Objective 1: In the Karzai news excerpt below, reproduce the stretch from "Nov. 27 (Bloomberg)" through "a phone interview.", substituting "pact" for "accord".

Nov. 27 (Bloomberg) -- Afghan President Hamid Karzai’s expanding list of demands before he’ll sign an agreement for U.S. forces to stay in his country is testing the Obama administration’s patience and risking blunders by each side.
Unless Karzai backs off soon on his shifting demands and his refusal to sign the accord until after Afghanistan’s presidential elections in April, the U.S. may decide to remove all remaining forces -- just as it did in 2011 when Iraq didn’t agree to American terms for them to stay, Omar Samad, a former Afghan ambassador to France, said in a phone interview.
Karzai, 55, is “overplaying his hand and he is now on the threshold of crossing a red line not only with the U.S. but also Afghan people in general,” said Samad, who now heads Silk Road Consulting, a Washington-based geopolitical advisory firm. “Karzai runs the risk of pushing Washington toward a zero option and also reducing international assistance for a country that can’t pay its own salaries.”
Karzai’s latest ultimatum was for the release of Afghan prisoners being held by the U.S. at Guantanamo Bay, Cuba. He delivered it two days ago to Susan Rice, President Barack Obama’s national security adviser, who visited the presidential palace in Kabul to tell the Afghan leader to stop dickering and sign the accord providing for some personnel to stay behind after U.S. combat troops leave by the end of next year.
Karzai today again appeared to shift course, telling local Radio Azadi that he could sign the deal before the year ends if the U.S. agrees to a “complete cessation” of Afghan home raids and the start of a “practical peace process.”
“They can decide either to stay here or they can decide to leave here,” Karzai said in the interview distributed by his press office.

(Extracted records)

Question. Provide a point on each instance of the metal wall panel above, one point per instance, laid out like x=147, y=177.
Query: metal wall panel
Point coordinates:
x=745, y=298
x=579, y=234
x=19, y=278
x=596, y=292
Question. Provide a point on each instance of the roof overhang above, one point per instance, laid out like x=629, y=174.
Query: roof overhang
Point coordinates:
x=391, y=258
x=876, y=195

Objective 2: Rewrite every line of the extracted entries above as a Markdown table with the columns Row and Line. Number each row and leave out blank lines.

Written reply 1:
Nov. 27 (Bloomberg) -- Afghan President Hamid Karzai’s expanding list of demands before he’ll sign an agreement for U.S. forces to stay in his country is testing the Obama administration’s patience and risking blunders by each side.
Unless Karzai backs off soon on his shifting demands and his refusal to sign the pact until after Afghanistan’s presidential elections in April, the U.S. may decide to remove all remaining forces -- just as it did in 2011 when Iraq didn’t agree to American terms for them to stay, Omar Samad, a former Afghan ambassador to France, said in a phone interview.

Written reply 2:
| Row | Line |
|---|---|
| 1 | Question. Provide a point on each instance of the metal wall panel above, one point per instance, laid out like x=147, y=177. |
| 2 | Query: metal wall panel |
| 3 | Point coordinates: |
| 4 | x=745, y=298 |
| 5 | x=579, y=234 |
| 6 | x=19, y=278 |
| 7 | x=596, y=292 |
| 8 | Question. Provide a point on each instance of the roof overhang above, one point per instance, laid out like x=629, y=174. |
| 9 | Query: roof overhang |
| 10 | Point coordinates: |
| 11 | x=391, y=258 |
| 12 | x=876, y=195 |